## Exercise input
========================================================================

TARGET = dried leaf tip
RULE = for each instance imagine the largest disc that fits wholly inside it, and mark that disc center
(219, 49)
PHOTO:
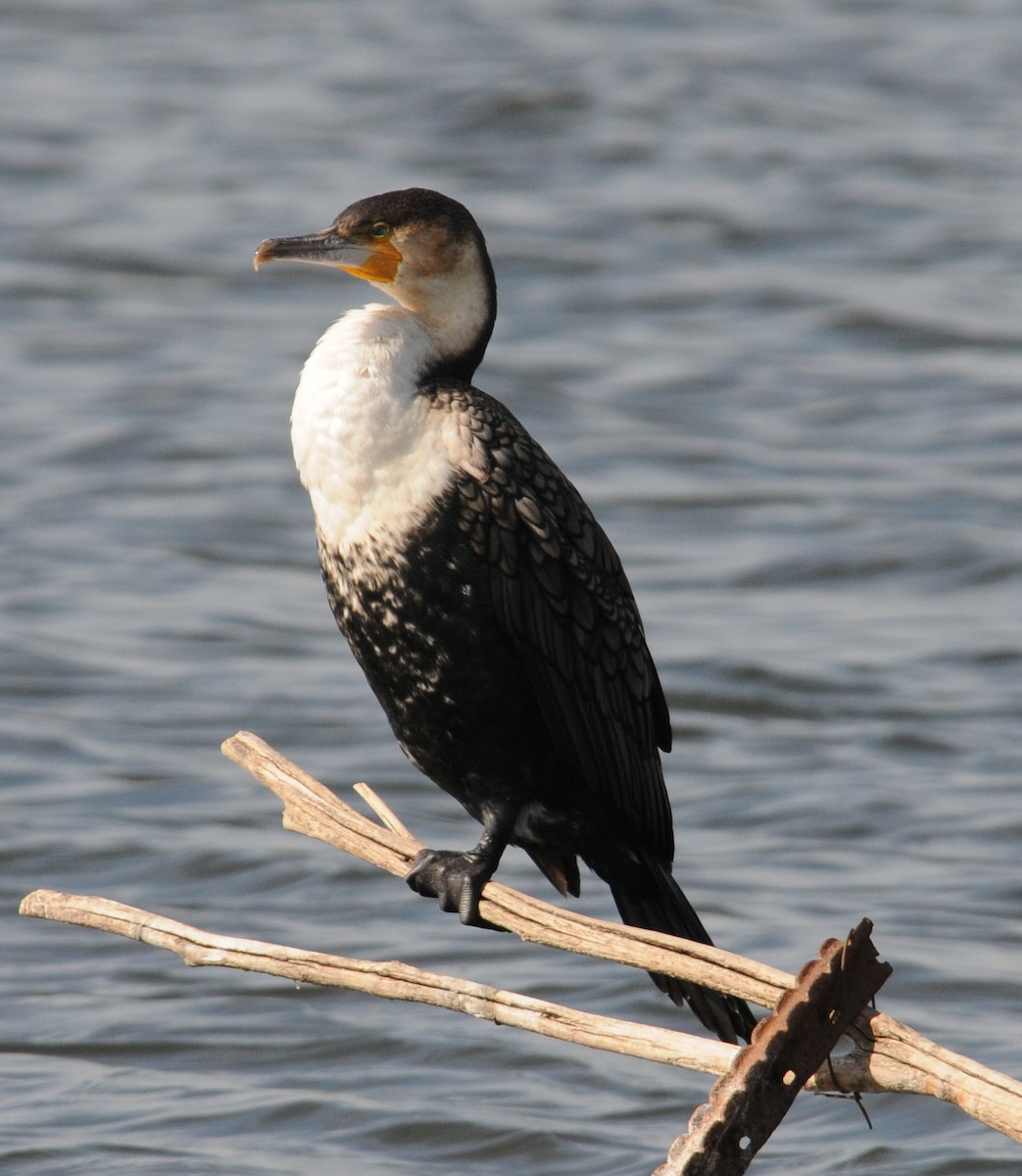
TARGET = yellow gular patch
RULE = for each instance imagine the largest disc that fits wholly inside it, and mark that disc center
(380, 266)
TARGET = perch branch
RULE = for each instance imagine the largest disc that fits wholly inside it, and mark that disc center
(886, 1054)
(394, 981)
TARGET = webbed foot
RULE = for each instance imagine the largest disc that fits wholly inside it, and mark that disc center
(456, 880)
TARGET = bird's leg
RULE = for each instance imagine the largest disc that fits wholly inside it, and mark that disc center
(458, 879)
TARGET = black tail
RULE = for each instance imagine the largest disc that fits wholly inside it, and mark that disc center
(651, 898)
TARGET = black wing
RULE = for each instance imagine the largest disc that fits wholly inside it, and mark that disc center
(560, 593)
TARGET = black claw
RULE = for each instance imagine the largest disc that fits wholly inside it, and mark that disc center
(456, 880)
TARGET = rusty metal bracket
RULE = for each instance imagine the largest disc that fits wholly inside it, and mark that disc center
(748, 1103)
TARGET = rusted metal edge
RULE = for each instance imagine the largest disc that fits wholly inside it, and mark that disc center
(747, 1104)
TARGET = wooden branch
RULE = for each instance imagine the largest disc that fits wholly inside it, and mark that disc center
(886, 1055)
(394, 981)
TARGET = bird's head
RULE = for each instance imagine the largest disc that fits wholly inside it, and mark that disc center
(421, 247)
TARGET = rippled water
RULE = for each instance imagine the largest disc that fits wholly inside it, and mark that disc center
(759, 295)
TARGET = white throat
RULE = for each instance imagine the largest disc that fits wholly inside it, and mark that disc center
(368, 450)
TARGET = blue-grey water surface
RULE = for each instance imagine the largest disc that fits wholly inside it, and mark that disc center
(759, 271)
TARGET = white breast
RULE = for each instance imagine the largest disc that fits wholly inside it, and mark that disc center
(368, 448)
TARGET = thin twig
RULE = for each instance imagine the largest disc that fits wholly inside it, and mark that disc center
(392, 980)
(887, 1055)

========================================================================

## Task brief
Leave the images out, please, and restate each line word for word.

## Task answer
TARGET = dried leaf tip
RULE = for each instance imagine the largest disc that fits wholly inside it, and mark that disc center
(219, 49)
PHOTO:
TARGET = yellow gular patch
RULE = for each instance imagine the largest disc that fits wholly inside it, and mark that disc center
(380, 266)
TARGET = perch branch
RULE = for each instance imagine the largest disc that fits wholly inside it, and mark that disc center
(886, 1054)
(394, 981)
TARGET = webbed foot
RULE = for each instance imagine the largest disc that fits wholly inside it, and mark that disc center
(456, 880)
TARGET = bird's leg
RULE = for each instance imagine the largest disc that fits wholly inside it, and mark that disc center
(458, 879)
TARGET = black tail
RULE = for each instance imagine the largest disc that fits wholly inside it, and mark that disc center
(651, 898)
TARGET = black wing
RULE = for each instance imagine the largest disc that fits wholly inside it, and mark that disc center
(560, 593)
TARGET = black claw
RULE = for each instance imagine the largest disc that fits wholly inside it, and mark that disc center
(456, 880)
TARGET = rusty metal bracket
RULE = for each instance imagine the largest disc that fits wholly inside it, and mark that disc center
(748, 1103)
TARGET = rusted metal edge
RULE = for each instance imagine the largest disc that fits wholly inside it, and mark that disc center
(747, 1104)
TARGET = wooden branch
RULE = for each instance imagine the largest disc that fits wholly inside it, and mark that disc center
(886, 1055)
(394, 981)
TARGET = bird's head
RULE = for each instance imagine the largest disc that fits wholly inside it, and mark that disc center
(421, 247)
TARGET = rippled water
RULE = for each instance imagine the largest disc that fits wholly inside it, and mark that disc center
(759, 295)
TARGET = white throat
RULE = for each instance imagine the largest disc that fits wholly inside it, and mark that disc center
(368, 450)
TARGET = blue-grey water surface
RULE = for each instance imagine the largest disc that fits wholly inside it, and mark that disc center
(759, 271)
TARGET = white breast
RULE = for each instance imagine the largest disc that fits wholly inside it, and mark that disc center
(368, 448)
TARGET = thin twig
RULE = for each instance imagine the largest disc that fits wholly inside it, and mark that disc center
(392, 980)
(887, 1055)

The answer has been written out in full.